Your objective: A verbatim repeat of the lines below is required, with the pictures removed.

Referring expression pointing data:
——————

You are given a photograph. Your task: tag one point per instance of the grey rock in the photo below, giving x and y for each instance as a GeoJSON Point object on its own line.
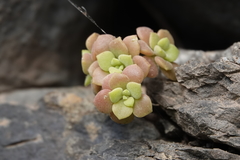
{"type": "Point", "coordinates": [205, 100]}
{"type": "Point", "coordinates": [61, 124]}
{"type": "Point", "coordinates": [41, 42]}
{"type": "Point", "coordinates": [151, 150]}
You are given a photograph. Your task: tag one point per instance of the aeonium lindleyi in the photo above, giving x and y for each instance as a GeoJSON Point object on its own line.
{"type": "Point", "coordinates": [121, 97]}
{"type": "Point", "coordinates": [159, 48]}
{"type": "Point", "coordinates": [107, 54]}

——————

Answer to this problem:
You are given a photograph. Your task: tag one point per instance of the grey rock in the photo below, giving x and y for each instance as a GeoJSON Point object on its own line.
{"type": "Point", "coordinates": [205, 100]}
{"type": "Point", "coordinates": [61, 124]}
{"type": "Point", "coordinates": [41, 42]}
{"type": "Point", "coordinates": [151, 150]}
You are given a photograph. Your task: tag one point per instance of the aeonium lindleyi in the photo above, giving x and y for each instance as a GeoJSON Point object on its own line.
{"type": "Point", "coordinates": [121, 97]}
{"type": "Point", "coordinates": [159, 48]}
{"type": "Point", "coordinates": [107, 54]}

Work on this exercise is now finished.